ACTIVITY - The required lines are those that contain "bread"; pull them out of the data and copy them.

··········

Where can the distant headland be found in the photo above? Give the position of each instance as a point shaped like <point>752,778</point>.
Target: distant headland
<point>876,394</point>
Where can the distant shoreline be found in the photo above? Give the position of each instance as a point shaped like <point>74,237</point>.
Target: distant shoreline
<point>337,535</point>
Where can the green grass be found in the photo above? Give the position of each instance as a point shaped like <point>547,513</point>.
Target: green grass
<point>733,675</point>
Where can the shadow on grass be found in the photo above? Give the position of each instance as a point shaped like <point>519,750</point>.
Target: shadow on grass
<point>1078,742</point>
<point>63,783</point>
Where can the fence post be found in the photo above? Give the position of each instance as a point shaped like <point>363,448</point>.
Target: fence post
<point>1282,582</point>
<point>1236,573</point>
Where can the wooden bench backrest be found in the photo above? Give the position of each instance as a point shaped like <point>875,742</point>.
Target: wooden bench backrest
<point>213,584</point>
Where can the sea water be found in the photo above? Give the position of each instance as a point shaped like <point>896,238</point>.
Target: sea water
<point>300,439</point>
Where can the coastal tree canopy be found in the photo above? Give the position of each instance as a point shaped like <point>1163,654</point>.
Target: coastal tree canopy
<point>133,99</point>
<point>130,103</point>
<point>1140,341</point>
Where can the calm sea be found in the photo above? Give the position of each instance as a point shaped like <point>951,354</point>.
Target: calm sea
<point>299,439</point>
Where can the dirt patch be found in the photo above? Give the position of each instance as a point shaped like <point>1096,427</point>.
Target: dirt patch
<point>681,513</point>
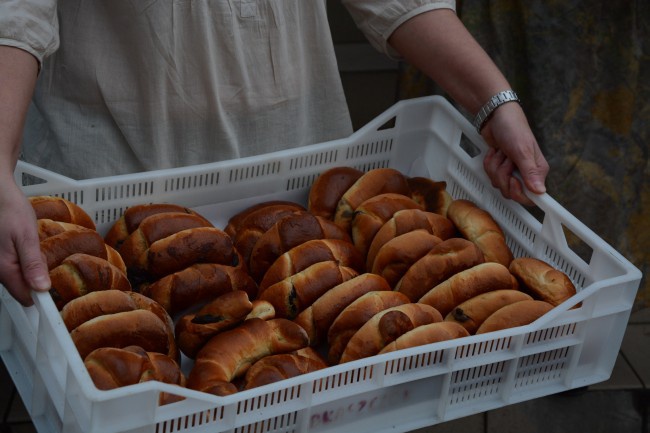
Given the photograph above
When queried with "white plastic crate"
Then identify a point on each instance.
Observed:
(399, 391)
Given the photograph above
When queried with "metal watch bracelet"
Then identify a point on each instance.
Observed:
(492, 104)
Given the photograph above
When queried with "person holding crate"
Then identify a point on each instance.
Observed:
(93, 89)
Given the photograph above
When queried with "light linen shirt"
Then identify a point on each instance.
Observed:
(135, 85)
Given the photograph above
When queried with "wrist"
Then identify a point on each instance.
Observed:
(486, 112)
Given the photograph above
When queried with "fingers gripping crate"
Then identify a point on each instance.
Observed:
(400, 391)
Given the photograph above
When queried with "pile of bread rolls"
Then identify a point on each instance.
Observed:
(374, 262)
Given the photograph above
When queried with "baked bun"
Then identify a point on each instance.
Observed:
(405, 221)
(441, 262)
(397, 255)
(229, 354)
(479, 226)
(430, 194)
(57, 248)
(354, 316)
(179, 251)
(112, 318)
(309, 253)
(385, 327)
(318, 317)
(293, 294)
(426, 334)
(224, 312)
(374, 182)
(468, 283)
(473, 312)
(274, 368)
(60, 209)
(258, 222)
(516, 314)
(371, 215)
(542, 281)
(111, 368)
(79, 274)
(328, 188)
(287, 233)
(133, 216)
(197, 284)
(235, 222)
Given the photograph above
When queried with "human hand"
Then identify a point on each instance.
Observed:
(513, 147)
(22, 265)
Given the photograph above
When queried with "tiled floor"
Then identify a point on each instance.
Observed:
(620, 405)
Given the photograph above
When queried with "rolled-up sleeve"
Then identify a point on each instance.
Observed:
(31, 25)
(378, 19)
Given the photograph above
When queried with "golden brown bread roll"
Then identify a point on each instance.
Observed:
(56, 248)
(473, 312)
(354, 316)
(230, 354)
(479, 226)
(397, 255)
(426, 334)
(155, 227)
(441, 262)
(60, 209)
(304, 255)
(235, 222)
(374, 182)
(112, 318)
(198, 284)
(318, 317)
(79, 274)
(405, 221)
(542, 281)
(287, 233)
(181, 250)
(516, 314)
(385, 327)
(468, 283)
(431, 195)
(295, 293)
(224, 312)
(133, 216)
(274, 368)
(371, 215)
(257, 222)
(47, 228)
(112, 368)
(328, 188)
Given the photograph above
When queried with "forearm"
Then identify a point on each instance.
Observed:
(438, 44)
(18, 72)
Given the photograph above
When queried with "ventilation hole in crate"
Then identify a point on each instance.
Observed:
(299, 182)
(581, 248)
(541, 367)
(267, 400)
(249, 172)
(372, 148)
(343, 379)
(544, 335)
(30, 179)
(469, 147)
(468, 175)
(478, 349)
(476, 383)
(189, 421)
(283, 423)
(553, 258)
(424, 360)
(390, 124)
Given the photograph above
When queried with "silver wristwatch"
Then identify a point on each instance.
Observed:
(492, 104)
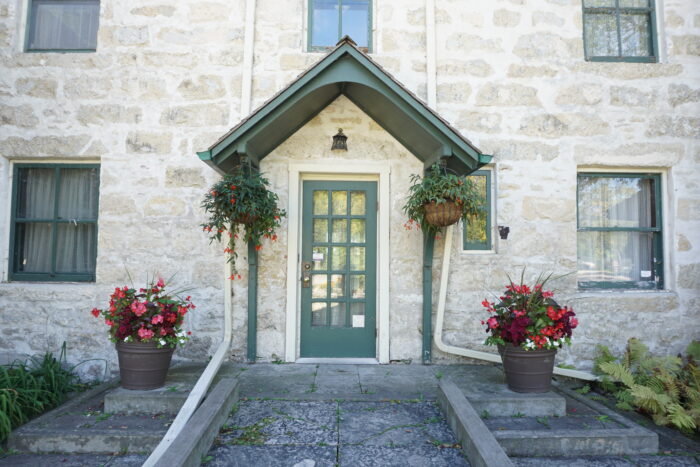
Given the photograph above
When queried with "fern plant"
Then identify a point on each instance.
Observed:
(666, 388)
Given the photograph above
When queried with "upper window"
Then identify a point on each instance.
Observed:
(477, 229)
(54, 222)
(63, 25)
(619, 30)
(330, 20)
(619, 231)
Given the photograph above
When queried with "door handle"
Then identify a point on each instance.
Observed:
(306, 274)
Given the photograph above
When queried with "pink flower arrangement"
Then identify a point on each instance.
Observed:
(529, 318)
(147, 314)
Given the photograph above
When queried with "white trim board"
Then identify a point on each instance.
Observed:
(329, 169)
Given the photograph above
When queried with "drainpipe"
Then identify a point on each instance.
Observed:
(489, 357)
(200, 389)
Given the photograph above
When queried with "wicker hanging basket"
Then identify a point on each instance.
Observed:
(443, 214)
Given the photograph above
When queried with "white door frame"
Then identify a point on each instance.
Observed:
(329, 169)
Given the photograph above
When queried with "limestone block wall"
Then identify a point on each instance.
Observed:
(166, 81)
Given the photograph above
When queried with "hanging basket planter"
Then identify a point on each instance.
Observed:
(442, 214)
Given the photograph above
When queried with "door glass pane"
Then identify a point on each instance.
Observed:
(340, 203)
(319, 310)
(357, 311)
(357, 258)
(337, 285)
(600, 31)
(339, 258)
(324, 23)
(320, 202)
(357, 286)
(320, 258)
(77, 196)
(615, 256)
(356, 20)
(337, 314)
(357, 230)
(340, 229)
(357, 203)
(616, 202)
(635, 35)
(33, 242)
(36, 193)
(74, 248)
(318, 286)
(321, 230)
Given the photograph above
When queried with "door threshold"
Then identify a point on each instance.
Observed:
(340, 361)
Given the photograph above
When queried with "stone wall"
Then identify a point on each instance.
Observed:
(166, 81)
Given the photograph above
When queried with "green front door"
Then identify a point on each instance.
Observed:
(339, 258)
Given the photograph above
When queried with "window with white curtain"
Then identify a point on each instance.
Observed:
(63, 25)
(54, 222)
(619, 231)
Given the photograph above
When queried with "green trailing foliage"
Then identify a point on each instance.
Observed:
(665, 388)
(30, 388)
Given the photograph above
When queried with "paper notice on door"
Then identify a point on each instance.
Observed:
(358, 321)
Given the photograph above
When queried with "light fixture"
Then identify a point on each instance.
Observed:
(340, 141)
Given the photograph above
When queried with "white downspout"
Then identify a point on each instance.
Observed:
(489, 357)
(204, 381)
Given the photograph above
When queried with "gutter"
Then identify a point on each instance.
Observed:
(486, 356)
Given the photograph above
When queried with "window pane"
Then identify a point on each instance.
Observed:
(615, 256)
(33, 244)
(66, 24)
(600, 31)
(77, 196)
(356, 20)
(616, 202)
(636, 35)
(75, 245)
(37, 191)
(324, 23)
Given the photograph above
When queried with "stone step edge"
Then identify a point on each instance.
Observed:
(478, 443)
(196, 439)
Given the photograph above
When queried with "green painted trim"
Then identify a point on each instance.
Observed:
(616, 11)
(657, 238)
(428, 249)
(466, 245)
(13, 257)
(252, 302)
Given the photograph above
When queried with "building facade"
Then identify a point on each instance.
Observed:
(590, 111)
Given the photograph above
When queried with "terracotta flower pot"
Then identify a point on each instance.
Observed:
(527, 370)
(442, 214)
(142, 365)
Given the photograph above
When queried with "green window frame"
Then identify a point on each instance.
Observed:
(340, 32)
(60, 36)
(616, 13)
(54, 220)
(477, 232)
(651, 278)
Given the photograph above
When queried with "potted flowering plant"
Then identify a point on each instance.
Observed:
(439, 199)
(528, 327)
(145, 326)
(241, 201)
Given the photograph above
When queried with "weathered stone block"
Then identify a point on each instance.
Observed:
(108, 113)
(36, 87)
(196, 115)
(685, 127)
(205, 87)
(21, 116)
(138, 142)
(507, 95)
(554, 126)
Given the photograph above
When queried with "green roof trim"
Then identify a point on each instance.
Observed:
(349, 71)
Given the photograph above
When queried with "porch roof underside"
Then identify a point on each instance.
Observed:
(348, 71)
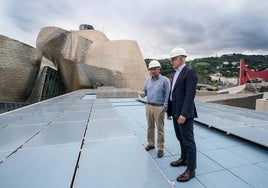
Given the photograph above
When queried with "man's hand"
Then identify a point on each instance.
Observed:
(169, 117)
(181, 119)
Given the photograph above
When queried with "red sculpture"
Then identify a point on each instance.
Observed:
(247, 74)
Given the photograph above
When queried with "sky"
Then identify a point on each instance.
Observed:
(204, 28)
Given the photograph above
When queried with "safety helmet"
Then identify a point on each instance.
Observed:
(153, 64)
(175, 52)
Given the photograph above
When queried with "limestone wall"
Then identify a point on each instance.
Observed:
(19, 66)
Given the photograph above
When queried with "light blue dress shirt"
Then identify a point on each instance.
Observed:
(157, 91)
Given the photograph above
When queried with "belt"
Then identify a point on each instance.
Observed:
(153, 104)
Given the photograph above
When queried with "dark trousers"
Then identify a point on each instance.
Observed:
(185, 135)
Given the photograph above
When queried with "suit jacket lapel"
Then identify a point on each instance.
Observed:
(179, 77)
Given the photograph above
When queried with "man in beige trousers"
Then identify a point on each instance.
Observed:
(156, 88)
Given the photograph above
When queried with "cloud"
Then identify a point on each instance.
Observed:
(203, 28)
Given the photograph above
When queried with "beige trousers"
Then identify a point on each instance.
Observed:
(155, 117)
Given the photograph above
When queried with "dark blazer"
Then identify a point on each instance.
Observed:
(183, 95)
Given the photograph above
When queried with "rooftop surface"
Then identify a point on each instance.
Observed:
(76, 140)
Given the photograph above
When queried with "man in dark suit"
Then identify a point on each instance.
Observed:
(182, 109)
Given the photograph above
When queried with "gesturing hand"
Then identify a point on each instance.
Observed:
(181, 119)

··········

EXERCISE ANSWER -
When queried with "pile of bread rolls"
When queried with "golden brown bread roll"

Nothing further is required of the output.